### [GOAL]
Please extract every line of the rows below that contains the string "hill", matching case exactly.

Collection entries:
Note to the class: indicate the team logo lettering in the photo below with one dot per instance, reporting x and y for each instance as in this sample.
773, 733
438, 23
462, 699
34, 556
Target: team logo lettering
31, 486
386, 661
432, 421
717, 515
--
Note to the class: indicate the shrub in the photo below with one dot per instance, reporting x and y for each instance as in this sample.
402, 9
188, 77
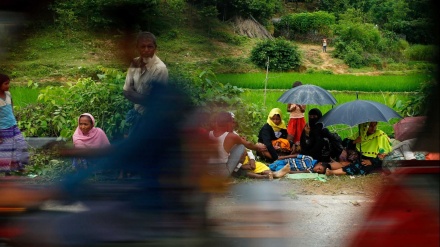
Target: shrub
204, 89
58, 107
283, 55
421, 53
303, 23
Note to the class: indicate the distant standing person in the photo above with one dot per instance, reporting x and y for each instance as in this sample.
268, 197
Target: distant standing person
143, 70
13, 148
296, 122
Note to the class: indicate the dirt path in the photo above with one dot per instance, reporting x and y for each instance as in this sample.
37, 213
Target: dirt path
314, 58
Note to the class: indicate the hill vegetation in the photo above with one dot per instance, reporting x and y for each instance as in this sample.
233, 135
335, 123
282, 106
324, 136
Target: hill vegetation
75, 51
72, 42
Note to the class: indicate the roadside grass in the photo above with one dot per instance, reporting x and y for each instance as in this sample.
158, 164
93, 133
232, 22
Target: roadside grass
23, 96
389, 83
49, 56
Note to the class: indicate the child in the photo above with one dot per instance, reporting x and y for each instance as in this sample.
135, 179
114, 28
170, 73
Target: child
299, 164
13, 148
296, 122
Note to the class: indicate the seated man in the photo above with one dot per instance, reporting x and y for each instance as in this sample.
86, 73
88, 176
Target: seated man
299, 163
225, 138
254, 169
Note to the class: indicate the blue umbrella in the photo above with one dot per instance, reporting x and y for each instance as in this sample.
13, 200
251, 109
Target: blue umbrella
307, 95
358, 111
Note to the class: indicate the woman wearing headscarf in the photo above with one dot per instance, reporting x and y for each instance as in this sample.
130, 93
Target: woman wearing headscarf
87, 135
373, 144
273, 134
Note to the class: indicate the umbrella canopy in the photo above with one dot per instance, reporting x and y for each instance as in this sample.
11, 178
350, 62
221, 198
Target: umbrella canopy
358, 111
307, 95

### [EXERCISE SOLUTION]
Note to the class: indicate the hill vegetation in the photo above with one dot per instance, reporting x and y for each instance as in this sample.
Target: hill vegetation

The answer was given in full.